> [Entries from a point annotation set]:
## start

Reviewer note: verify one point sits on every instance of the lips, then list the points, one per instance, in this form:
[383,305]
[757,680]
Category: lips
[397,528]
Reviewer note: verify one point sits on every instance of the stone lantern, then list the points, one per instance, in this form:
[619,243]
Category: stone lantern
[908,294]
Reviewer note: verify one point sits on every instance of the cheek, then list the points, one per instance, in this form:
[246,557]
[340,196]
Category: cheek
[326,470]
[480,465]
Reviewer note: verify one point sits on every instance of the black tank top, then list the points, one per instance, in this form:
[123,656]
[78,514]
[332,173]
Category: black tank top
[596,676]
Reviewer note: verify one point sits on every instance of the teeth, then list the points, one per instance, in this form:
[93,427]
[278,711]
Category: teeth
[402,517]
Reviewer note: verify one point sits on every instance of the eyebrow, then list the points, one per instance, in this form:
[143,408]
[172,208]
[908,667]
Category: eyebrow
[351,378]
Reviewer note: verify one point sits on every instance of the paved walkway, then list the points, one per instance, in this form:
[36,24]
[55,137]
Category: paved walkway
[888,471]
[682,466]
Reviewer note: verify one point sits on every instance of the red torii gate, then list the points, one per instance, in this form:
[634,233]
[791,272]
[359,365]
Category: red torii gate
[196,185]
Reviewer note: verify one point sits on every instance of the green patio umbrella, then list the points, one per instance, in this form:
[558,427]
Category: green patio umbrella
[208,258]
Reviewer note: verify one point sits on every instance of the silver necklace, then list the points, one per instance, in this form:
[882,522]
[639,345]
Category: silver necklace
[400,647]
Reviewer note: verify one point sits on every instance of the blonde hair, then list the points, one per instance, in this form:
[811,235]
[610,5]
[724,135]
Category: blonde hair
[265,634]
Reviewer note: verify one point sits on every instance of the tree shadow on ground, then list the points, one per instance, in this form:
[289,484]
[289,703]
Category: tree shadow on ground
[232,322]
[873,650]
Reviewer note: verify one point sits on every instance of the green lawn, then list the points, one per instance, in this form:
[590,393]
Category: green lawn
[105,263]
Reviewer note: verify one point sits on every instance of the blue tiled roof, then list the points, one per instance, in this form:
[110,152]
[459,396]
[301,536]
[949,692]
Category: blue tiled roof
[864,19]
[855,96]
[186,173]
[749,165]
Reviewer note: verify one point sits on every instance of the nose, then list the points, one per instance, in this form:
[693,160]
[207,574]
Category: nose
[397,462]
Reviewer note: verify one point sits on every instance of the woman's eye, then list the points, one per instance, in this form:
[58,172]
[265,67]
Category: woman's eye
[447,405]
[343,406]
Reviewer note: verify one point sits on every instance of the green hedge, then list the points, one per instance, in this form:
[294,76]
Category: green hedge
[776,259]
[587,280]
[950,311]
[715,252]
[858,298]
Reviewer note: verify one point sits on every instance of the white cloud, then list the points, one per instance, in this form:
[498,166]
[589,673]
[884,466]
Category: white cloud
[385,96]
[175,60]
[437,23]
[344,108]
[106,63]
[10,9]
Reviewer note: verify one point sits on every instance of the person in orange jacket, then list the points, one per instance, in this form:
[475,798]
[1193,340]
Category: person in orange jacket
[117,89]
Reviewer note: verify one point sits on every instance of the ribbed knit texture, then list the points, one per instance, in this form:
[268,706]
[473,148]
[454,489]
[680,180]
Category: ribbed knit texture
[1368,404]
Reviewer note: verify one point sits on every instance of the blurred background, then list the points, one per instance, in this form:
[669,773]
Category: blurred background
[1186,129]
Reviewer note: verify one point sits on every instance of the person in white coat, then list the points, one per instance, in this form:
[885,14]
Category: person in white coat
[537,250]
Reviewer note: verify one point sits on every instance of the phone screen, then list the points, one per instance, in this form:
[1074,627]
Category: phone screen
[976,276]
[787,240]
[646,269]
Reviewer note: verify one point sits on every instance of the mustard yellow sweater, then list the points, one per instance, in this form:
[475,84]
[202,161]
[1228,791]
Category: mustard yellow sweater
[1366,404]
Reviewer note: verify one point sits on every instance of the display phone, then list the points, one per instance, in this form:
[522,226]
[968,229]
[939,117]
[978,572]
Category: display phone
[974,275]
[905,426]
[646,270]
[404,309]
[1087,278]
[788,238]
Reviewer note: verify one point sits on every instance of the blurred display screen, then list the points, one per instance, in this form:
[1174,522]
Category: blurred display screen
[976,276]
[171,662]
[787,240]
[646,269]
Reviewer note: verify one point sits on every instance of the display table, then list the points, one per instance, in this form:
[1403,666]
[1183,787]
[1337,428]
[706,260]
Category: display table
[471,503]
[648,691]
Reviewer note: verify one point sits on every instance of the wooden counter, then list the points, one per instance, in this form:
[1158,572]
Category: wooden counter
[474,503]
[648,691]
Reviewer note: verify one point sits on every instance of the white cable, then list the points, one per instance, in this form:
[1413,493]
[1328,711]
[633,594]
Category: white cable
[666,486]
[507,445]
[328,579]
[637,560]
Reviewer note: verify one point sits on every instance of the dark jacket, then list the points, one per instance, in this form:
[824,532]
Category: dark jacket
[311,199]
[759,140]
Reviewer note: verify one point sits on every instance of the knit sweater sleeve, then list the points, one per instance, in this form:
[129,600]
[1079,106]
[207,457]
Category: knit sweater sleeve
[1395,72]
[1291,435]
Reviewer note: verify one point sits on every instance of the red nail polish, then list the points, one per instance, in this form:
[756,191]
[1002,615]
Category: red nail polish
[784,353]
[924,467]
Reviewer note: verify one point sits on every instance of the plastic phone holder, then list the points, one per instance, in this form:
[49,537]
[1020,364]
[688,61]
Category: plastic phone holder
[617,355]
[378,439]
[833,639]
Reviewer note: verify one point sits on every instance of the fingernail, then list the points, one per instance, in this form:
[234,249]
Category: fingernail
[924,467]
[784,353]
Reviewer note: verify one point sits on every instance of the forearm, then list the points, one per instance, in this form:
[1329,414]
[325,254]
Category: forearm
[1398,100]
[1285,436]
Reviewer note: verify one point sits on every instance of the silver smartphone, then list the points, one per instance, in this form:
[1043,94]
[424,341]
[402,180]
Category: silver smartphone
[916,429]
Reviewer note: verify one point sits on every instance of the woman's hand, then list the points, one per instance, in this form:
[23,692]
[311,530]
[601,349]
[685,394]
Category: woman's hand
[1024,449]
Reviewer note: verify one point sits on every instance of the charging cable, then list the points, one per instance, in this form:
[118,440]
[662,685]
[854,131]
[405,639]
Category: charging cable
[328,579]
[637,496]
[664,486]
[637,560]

## end

> [Your goal]: Copy all the records above precisely.

> [Result of the exercise]:
Reviewer note: verify one point sits on every instance of the lips, then list the points, one per instance, in this form:
[383,305]
[757,680]
Category: lips
[397,528]
Reviewer note: verify one point sits on every instance of the stone lantern, then list the points, one per instance, in this form:
[619,243]
Category: stone lantern
[908,294]
Reviewer note: verify one point sits on every instance of the cheek, then list the points, one per instance, in this form:
[246,557]
[340,196]
Category: cheek
[326,470]
[480,465]
Reviewer note: verify one point sits on every instance of the black tank top, then list the points, one per instance, in this form:
[123,656]
[78,514]
[332,173]
Category: black tank top
[596,676]
Reviewer note: verify one point sits on every instance of the teeth, then list the points, one per instance, in this form:
[93,427]
[278,711]
Category: teeth
[402,517]
Reviewer note: verify one point sits on every instance of the eyebrow, then list the points, one per instance, in this form:
[143,408]
[172,208]
[908,667]
Category: eyebrow
[351,378]
Reviewer note: verify one point sits on every instance of the paved walkway, then list the points, one per instance, in this form:
[36,24]
[55,137]
Category: paved walkway
[888,471]
[682,466]
Reviewer note: verify one point sits on every instance of the red torii gate, then list the points, one per instance, in this form:
[634,233]
[791,272]
[359,365]
Category: red torii gate
[196,185]
Reviewer note: verify one point sits on every instance of the green patio umbrella, then list the points, one per instance, in this form:
[558,427]
Category: green patio umbrella
[208,258]
Reviewer note: verify one point sits on every instance of the silver necklace, then list the points, one per instance, in this form:
[882,522]
[639,345]
Category: silver necklace
[400,647]
Reviewer note: verify one point sits on every instance of the blonde hair, then list the points, one per instance, in this form:
[811,235]
[610,5]
[724,135]
Category: blonde hair
[265,634]
Reviewer note: verify one point sits on every instance of the tree shadow on ground, then list the points, one per instance, in this form:
[289,484]
[289,703]
Category: tree shadow on ground
[232,322]
[873,650]
Reviewer note: verify one point sits on every instance of the green lawn, then list the points, one per instance, in this form:
[590,393]
Category: green lawn
[105,263]
Reviewer note: verify one point sits on every instance of the blue tiled roof, then list the points, one per instance, in this form:
[110,152]
[459,396]
[301,536]
[949,692]
Category: blue tiled roof
[864,19]
[855,96]
[186,173]
[749,165]
Reviewer note: verify one point sits on every instance of the nose, then list the points, one per instance, in this form:
[693,160]
[207,574]
Category: nose
[397,462]
Reviewer note: verify one point sits on every instance of the woman's eye, then list the points, one per instance, in this form:
[58,172]
[265,67]
Category: woman's eye
[447,405]
[343,406]
Reviewer note: verify one point sits on every instance of the green hedge, then list the points, one per instance, in this form:
[294,76]
Category: green hedge
[776,259]
[587,280]
[950,311]
[715,252]
[858,298]
Reviewer note: verify one point sits on every instance of the white cloud, then list the points, one per instance, in this form:
[498,166]
[589,673]
[884,466]
Category: white cloud
[385,96]
[175,60]
[437,23]
[344,108]
[106,63]
[10,9]
Reviewer note: verify one point sits on every instance of the person in orange jacket, then list the points, one per instance, in this form:
[475,798]
[1193,340]
Category: person in orange jacket
[117,89]
Reviewer note: verify one point sits on every instance of the ribbed knit texture, then list the points, one per instance, in this form:
[268,706]
[473,148]
[454,489]
[680,180]
Category: ribbed knit texture
[1368,404]
Reviewer note: verify one point sits on every instance of the blurred background, then list the points, one per instance, in this form:
[669,773]
Category: blurred background
[1186,129]
Reviewer note: verify one point sits on every instance of the person in white coat, then list the points, one per instance, in this form:
[885,14]
Category: person in white coat
[537,250]
Reviewer note: verify one point sits on every instance of the phone screen, then list the points, one per instance, in this form:
[1074,627]
Category: phone screen
[976,276]
[787,240]
[646,269]
Reviewer note: verify one point sits on every instance of the mustard yellow sweater, then list the points, one per instance, in this form:
[475,84]
[202,161]
[1228,791]
Category: mustard yellow sweater
[1366,404]
Reviewer note: verify one point sits on every instance of the display phone, then list the points, one per instance, in this form:
[522,226]
[968,229]
[939,117]
[978,572]
Category: display phone
[974,275]
[905,426]
[646,270]
[404,309]
[1087,278]
[788,238]
Reviewer note: verify one point sits on every instance of the blurred display screen, then list the points, one per instance, in this form:
[1174,522]
Category: blurred display screen
[976,276]
[171,662]
[787,240]
[646,269]
Reviewer note: verify one point sits on every instance of the display table, then list the points, one per instance, in this form:
[1403,666]
[1183,787]
[1337,428]
[706,260]
Category: display table
[471,503]
[648,691]
Reviewer note: verify one point sits on every instance of the wooden counter, then list the points, one per instance, in this form:
[1158,572]
Category: wooden counter
[474,503]
[648,691]
Reviewer note: verify one point sits on every instance of the white cable, then list the points, one per instance, in this form:
[1413,493]
[1328,711]
[633,594]
Category: white cable
[666,486]
[507,445]
[328,579]
[637,560]
Reviewer note: verify one point sits on every instance of the dark jacket, then list the points, one per instance, in this form:
[824,532]
Category: dark jacket
[311,199]
[759,140]
Reviewer note: verify one point sits on every instance of the knit sweater sleeve, then list the points, one per instance, in this form:
[129,600]
[1079,106]
[207,457]
Category: knit sweater sleeve
[1395,72]
[1291,435]
Reviewer note: verify one point sits on every instance of the red nail polish, then list the points, one per instance, in this form:
[756,191]
[1002,615]
Category: red nail polish
[784,353]
[924,467]
Reviewer note: verify one point sits on every instance of the plastic phone holder, then list the points, one per instance, in this form:
[49,537]
[1020,364]
[688,61]
Category: plastic phone holder
[617,355]
[378,439]
[833,639]
Reviewer note: verify one point sits on every instance of the fingernail, then list the points, one per instance, in this form:
[234,249]
Category: fingernail
[924,467]
[784,353]
Reviewer note: verify one point sits on every instance of the forearm, then list the points, one per instance, in this form:
[1329,414]
[325,254]
Category: forearm
[1398,100]
[1285,436]
Reviewer note: verify one point sits on every instance of the silver smartphone, then list the points, one per instance, in this form:
[1043,94]
[424,341]
[402,180]
Category: silver smartphone
[916,429]
Reviewer note: verify one point sits on every instance of the woman's hand, then list the points, one per instance, in this form:
[23,692]
[311,530]
[601,349]
[685,394]
Category: woman's hand
[1024,449]
Reviewer note: verify one point sits on every instance of the charging cable, then list the points, one per instance, in this form:
[118,440]
[662,685]
[854,131]
[405,639]
Category: charging cable
[328,579]
[637,496]
[664,486]
[637,560]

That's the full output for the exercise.